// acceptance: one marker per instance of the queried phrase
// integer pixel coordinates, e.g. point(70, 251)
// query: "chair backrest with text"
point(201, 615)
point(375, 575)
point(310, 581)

■ THE TASK:
Convert all of the data above into a JSON list of strings, with one string per line and blank lines omitted.

■ IN RESPONSE:
[
  "// acceptance: one marker per instance of the queried phrase",
  "// integer pixel coordinates, e.g. point(70, 251)",
  "// query: \"chair backrest with text\"",
  "point(201, 615)",
  "point(375, 575)",
  "point(310, 581)"
]